(Stored items)
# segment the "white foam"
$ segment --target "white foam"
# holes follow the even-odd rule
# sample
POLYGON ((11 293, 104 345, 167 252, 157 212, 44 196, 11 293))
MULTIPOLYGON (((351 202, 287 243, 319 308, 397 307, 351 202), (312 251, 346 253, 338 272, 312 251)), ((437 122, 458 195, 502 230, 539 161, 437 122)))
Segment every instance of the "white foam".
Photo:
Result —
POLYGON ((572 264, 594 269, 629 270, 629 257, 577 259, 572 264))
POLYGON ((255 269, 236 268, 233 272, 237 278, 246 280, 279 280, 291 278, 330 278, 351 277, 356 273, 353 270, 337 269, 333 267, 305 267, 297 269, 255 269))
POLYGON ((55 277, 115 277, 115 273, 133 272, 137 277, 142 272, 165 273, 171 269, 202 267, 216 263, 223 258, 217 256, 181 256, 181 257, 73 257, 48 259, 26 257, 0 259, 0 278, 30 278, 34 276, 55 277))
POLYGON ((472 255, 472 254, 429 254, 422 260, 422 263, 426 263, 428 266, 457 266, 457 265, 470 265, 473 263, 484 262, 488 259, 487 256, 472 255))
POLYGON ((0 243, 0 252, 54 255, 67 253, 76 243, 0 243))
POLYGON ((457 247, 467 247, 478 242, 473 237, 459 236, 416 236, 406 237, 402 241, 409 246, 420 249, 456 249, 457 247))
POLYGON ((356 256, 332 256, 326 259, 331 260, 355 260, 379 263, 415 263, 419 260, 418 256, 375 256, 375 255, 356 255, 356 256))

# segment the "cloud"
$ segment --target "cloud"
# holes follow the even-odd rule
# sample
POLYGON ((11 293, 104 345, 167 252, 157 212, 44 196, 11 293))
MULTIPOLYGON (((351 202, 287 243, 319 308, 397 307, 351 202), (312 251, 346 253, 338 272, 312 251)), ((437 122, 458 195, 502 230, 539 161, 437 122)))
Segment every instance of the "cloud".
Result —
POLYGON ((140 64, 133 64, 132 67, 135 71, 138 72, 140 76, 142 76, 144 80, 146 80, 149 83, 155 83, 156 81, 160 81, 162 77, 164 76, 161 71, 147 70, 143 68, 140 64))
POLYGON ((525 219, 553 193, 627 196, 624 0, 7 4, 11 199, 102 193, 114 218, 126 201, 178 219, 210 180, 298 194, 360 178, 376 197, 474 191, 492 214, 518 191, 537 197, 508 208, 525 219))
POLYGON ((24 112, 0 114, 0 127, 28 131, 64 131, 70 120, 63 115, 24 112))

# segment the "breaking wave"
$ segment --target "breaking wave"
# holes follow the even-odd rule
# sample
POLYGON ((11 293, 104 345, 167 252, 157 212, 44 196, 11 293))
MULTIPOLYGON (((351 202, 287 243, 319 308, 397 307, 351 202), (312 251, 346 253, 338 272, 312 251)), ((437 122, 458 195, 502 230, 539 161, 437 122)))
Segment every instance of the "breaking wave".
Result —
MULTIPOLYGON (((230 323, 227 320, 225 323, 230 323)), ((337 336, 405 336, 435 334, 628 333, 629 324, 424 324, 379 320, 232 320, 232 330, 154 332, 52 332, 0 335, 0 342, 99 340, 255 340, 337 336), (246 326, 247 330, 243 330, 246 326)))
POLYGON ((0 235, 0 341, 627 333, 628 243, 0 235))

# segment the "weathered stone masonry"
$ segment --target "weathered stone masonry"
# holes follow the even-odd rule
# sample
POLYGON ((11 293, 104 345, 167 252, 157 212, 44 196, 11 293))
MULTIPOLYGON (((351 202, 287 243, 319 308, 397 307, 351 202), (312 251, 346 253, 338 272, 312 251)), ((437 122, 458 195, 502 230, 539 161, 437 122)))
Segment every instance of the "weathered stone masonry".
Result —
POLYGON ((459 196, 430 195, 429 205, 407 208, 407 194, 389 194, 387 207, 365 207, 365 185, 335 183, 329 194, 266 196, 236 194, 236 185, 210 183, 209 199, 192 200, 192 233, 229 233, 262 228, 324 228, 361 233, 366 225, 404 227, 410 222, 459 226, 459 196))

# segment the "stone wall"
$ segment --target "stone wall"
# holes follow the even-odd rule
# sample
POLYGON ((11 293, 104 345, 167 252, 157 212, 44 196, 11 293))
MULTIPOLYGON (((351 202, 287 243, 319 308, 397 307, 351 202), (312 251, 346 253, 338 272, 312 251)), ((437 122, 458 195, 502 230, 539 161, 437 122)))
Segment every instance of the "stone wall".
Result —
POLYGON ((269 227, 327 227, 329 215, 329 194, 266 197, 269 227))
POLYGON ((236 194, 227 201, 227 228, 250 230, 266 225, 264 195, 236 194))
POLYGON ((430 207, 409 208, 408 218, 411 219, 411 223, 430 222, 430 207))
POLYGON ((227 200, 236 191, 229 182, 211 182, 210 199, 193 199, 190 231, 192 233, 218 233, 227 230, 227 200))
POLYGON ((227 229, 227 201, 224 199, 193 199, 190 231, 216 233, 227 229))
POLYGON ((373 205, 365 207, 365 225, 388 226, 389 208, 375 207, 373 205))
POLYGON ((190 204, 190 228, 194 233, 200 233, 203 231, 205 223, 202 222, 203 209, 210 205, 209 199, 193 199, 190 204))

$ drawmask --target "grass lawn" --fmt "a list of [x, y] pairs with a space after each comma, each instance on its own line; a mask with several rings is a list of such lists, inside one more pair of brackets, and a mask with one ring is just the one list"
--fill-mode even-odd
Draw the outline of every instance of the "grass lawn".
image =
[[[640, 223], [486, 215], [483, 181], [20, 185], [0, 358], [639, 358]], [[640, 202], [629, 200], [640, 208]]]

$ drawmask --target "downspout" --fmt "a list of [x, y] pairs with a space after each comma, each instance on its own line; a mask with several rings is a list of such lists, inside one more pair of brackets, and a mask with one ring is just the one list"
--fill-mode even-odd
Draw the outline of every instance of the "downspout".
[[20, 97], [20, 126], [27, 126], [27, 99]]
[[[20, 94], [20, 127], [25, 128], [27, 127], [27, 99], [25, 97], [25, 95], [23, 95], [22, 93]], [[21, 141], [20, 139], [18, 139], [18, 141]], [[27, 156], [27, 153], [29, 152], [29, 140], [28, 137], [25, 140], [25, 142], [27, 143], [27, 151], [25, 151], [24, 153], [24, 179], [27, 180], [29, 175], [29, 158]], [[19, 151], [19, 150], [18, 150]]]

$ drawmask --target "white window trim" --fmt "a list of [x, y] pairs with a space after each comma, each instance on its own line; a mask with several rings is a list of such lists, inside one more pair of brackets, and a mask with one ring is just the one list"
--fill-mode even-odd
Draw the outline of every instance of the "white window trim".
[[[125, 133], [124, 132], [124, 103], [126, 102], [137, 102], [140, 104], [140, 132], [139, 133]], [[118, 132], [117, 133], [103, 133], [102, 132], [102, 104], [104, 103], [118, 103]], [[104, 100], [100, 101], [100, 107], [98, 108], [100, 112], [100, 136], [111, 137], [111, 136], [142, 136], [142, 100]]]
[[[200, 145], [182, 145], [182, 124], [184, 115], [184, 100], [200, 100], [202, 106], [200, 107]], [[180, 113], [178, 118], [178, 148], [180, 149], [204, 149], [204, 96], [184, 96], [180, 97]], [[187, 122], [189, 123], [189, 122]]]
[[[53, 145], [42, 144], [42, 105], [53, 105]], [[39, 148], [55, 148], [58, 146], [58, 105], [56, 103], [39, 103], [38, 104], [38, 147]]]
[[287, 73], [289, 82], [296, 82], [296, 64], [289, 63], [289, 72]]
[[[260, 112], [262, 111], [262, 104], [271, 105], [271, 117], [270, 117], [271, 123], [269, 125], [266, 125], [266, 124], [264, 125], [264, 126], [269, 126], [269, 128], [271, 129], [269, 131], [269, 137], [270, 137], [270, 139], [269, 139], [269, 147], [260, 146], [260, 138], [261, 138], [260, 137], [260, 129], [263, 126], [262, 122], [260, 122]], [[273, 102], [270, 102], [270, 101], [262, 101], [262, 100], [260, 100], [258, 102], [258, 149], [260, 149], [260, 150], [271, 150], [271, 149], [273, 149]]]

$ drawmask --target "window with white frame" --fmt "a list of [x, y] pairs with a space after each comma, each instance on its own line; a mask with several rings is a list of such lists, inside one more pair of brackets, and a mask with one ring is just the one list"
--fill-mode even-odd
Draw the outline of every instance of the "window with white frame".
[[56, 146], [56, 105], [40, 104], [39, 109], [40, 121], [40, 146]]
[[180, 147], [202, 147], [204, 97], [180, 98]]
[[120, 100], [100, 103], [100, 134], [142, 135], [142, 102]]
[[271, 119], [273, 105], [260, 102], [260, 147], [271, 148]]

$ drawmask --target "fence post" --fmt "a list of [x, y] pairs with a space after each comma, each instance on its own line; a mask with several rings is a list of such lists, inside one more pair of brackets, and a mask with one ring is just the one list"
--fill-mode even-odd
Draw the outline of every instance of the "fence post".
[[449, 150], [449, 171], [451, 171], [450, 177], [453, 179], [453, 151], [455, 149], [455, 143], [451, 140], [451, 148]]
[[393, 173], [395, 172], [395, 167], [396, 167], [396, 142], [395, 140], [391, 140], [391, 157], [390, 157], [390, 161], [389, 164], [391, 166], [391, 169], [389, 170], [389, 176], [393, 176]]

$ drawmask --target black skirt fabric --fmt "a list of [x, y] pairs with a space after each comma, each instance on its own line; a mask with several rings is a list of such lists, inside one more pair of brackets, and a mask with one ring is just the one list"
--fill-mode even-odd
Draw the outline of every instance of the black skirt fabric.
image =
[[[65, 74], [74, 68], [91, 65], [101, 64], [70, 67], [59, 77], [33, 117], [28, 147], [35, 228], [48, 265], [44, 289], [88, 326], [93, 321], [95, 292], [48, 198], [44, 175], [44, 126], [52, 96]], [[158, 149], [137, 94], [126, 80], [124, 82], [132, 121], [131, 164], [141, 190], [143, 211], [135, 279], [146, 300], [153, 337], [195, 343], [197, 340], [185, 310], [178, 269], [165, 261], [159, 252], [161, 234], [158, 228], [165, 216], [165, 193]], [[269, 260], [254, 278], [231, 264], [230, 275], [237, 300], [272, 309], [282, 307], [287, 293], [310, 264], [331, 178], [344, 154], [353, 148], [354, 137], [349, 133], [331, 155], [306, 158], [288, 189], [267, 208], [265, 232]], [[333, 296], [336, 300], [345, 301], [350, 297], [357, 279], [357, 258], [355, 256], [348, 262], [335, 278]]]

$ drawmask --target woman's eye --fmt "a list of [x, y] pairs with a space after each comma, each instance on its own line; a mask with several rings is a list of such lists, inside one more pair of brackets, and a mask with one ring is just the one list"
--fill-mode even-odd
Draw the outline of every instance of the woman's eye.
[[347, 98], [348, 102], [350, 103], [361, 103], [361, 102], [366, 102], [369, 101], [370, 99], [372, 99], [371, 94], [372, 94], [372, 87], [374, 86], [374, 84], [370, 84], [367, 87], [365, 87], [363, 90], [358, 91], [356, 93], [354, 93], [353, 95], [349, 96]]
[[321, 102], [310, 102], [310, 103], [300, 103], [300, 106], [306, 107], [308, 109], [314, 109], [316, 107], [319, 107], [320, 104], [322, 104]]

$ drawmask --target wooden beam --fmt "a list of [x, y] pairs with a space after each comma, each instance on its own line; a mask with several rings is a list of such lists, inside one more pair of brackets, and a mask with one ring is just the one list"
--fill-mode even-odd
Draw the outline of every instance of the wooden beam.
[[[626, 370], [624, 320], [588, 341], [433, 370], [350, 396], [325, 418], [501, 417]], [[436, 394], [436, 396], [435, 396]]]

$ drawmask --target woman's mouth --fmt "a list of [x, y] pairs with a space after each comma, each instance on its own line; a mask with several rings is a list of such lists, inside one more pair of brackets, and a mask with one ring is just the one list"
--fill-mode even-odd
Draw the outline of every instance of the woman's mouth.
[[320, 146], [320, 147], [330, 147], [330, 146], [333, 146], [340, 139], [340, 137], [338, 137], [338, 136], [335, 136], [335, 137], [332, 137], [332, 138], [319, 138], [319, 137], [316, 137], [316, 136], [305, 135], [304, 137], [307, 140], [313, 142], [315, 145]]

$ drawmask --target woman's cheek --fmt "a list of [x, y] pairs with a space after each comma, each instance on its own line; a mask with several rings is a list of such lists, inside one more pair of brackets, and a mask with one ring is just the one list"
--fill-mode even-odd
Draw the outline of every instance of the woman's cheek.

- What needs to be done -
Search the records above for "wave". Copy each line where it is found.

- Answer -
# segment the "breaking wave"
$ segment --target "breaking wave"
Segment every instance of the "breaking wave".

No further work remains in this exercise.